(PROBLEM DESCRIPTION) Pull out the lines below word for word, leaving out the pictures.

(AVAILABLE RECORDS)

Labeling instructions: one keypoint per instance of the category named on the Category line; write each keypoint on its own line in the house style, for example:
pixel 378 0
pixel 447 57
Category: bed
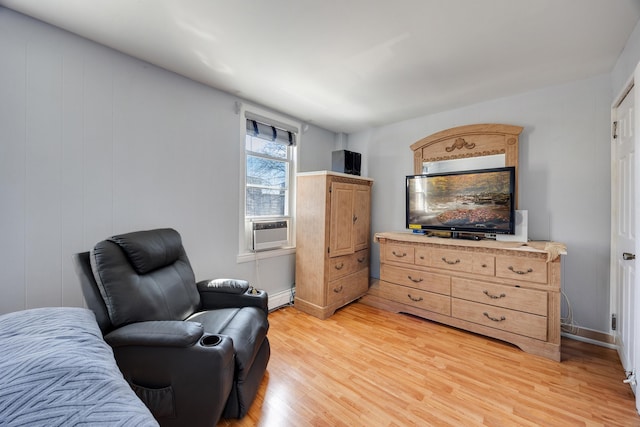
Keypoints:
pixel 56 370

(COMPLETE RESPONSE)
Labeling instructions: one keypoint per instance of the category named on the Category line; write each keypoint on its own line in the house style, for example:
pixel 378 0
pixel 447 57
Category: bed
Keypoints:
pixel 56 370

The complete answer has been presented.